Please copy each line of the listing that includes the string "grassy".

[[ TASK DATA open ]]

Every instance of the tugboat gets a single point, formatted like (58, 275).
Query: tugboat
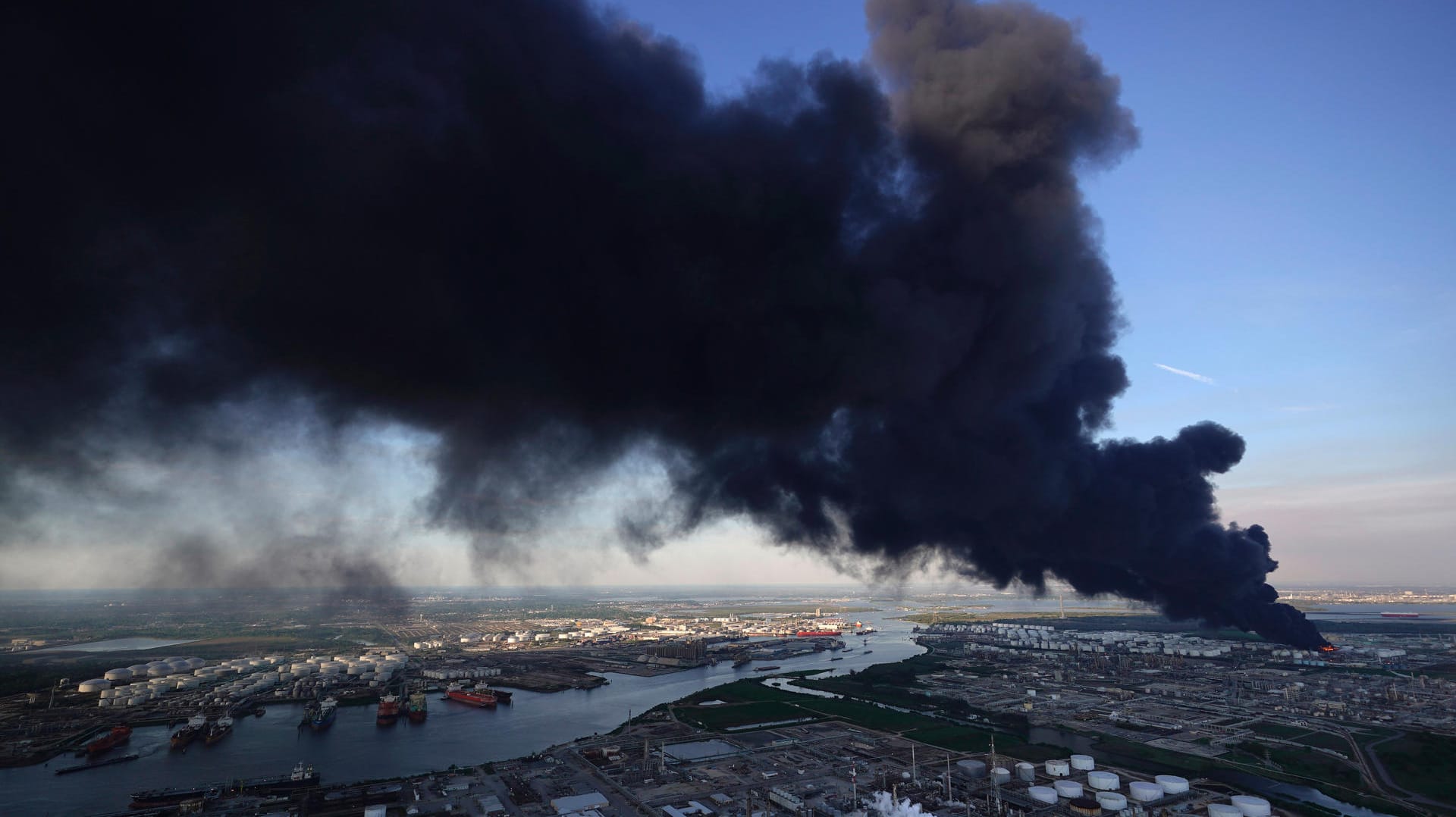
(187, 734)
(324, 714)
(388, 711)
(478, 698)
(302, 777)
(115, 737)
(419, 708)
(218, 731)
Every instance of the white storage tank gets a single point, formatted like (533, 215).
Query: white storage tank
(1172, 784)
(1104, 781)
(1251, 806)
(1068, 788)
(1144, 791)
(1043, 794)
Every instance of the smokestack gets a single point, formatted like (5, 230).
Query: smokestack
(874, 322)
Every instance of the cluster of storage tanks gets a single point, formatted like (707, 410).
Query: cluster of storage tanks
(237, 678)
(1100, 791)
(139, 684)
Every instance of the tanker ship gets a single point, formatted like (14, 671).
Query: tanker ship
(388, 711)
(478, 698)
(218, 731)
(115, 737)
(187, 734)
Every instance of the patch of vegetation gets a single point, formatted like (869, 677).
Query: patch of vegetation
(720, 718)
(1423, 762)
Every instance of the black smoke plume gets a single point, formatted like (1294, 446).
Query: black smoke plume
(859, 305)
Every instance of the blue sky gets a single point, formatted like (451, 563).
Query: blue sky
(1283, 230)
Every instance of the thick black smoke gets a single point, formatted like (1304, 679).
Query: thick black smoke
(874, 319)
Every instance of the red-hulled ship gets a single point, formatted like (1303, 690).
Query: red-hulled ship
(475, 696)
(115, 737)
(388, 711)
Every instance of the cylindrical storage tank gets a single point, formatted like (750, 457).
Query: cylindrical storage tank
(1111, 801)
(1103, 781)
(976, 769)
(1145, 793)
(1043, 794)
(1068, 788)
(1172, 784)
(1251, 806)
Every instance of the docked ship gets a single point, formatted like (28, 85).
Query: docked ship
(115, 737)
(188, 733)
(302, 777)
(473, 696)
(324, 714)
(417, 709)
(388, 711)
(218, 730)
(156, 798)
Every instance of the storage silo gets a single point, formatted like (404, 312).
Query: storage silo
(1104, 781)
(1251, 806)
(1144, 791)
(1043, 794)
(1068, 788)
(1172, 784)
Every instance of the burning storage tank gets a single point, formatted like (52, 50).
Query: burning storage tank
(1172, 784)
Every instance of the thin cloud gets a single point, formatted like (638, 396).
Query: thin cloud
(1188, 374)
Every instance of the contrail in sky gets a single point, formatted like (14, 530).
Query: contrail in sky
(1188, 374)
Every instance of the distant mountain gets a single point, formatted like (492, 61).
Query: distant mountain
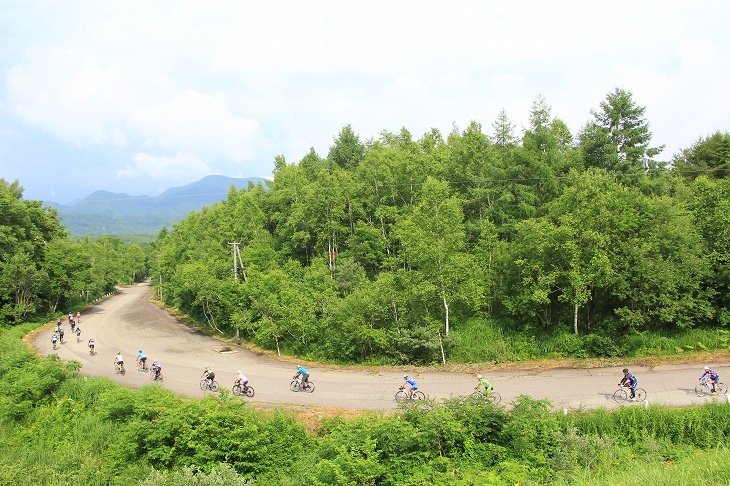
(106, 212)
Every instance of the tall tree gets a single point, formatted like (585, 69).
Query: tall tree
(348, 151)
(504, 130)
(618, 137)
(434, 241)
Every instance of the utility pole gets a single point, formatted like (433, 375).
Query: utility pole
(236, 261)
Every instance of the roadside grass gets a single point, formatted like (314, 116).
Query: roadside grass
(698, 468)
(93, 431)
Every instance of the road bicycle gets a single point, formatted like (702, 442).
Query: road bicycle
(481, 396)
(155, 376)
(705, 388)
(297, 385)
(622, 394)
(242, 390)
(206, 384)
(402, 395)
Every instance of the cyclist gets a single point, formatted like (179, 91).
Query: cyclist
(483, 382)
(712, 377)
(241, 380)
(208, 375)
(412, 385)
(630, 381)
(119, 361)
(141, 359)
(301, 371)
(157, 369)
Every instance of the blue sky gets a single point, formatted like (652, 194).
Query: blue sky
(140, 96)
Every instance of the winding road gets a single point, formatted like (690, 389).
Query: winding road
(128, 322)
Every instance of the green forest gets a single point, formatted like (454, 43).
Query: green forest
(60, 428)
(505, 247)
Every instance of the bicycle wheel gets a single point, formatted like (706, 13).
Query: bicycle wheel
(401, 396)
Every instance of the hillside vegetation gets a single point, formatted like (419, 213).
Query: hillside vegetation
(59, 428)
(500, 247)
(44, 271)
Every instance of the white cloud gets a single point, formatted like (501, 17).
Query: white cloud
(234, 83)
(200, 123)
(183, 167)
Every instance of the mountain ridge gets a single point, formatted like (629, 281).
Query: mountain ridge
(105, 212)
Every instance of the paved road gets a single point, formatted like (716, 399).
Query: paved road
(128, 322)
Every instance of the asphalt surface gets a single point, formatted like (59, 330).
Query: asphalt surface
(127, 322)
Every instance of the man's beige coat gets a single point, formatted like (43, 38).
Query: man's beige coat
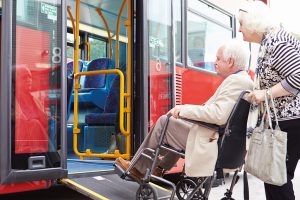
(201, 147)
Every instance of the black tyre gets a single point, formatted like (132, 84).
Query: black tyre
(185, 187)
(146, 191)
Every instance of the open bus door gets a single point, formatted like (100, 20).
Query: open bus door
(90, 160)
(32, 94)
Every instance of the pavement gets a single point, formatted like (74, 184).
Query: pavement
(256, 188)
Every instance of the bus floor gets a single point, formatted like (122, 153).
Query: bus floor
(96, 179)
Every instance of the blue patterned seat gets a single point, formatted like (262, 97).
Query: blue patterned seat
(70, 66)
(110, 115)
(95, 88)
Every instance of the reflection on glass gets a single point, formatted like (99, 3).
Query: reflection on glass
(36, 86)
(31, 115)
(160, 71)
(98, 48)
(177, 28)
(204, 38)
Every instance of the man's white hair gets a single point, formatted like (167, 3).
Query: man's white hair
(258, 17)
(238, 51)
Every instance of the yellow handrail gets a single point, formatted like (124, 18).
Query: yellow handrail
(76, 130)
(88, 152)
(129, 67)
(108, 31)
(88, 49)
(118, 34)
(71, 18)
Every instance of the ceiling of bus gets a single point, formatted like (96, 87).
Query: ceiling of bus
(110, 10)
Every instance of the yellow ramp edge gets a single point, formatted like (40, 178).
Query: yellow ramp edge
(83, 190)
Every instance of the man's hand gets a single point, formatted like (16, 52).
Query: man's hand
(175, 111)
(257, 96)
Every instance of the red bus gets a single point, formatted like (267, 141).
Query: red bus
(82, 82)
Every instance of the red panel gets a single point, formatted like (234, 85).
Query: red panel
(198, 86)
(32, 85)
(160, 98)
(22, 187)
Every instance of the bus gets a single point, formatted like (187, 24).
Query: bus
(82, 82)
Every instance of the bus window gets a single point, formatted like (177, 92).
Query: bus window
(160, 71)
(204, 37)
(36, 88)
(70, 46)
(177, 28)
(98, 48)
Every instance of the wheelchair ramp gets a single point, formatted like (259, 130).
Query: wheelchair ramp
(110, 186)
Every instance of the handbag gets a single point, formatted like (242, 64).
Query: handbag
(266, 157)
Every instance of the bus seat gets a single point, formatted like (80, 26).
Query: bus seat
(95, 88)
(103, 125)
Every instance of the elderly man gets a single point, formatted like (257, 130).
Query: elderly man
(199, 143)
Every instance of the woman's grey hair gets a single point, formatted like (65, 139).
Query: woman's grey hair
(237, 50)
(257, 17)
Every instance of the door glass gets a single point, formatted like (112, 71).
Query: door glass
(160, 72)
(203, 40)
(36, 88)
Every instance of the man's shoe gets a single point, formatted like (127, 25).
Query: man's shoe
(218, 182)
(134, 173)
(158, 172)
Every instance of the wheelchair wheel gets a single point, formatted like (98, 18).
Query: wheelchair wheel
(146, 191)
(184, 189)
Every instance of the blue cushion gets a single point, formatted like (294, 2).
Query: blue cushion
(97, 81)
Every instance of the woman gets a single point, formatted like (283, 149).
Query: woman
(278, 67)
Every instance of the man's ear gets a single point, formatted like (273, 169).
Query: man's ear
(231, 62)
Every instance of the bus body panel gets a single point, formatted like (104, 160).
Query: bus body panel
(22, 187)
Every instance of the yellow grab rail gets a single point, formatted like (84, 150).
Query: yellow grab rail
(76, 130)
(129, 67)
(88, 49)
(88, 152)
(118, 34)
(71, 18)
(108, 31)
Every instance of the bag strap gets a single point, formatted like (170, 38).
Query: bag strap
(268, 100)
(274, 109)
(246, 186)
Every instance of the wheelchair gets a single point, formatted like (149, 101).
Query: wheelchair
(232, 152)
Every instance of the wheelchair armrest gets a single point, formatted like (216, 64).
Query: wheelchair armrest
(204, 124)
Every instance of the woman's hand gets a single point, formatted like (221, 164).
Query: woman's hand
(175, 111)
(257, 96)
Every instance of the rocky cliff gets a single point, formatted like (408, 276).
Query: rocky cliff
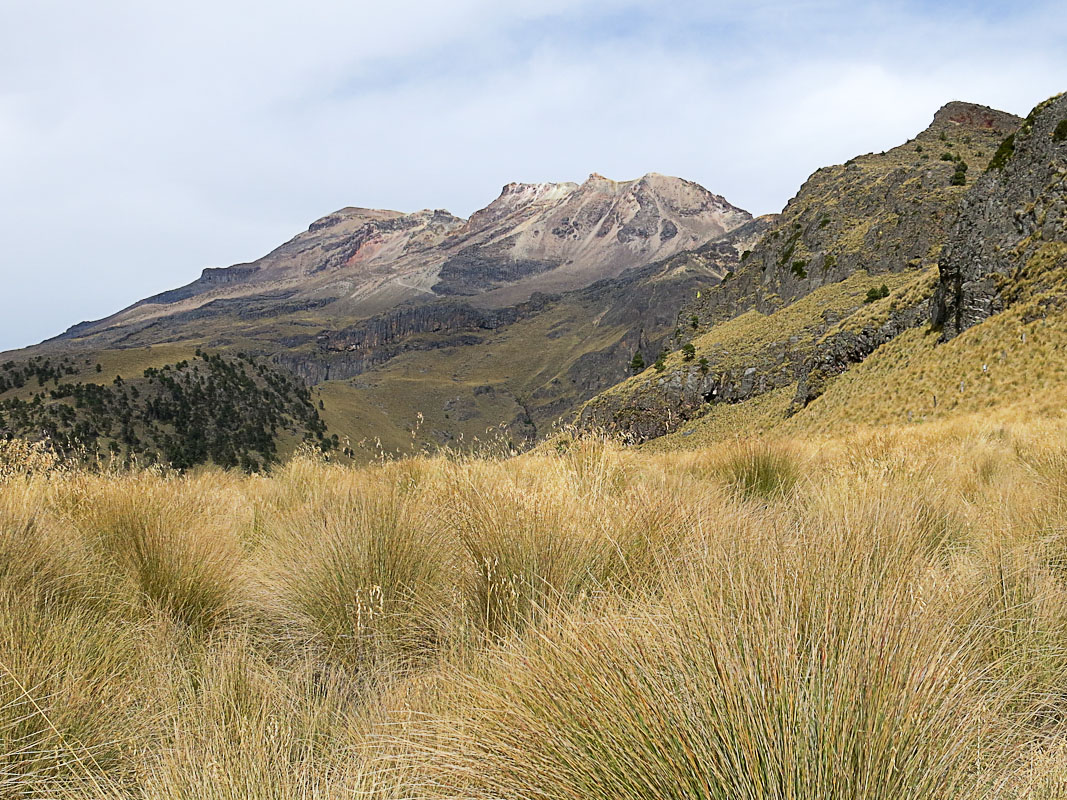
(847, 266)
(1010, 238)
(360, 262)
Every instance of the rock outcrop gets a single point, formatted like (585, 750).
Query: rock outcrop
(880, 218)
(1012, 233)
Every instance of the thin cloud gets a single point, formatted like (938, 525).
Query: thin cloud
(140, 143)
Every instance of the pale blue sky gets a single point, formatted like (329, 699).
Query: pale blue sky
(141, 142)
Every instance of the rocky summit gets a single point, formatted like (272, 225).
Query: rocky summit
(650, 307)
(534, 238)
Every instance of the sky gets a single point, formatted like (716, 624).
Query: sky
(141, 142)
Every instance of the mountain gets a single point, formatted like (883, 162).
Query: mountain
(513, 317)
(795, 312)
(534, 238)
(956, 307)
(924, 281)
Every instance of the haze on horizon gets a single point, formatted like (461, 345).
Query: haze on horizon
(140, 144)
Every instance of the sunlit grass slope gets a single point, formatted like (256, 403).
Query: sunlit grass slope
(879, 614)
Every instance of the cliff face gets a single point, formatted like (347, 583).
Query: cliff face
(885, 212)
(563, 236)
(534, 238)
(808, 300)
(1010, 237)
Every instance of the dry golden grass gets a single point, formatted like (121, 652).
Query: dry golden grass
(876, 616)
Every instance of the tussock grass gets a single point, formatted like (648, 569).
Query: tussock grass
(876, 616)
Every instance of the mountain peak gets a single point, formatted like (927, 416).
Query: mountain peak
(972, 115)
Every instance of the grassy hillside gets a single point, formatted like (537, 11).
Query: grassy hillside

[[ TASK DATA closed ]]

### SOLUTION TO THIS PROBLEM
Every instance of the grassy hillside gets a single point, formatted like (537, 11).
Query: grassy hillside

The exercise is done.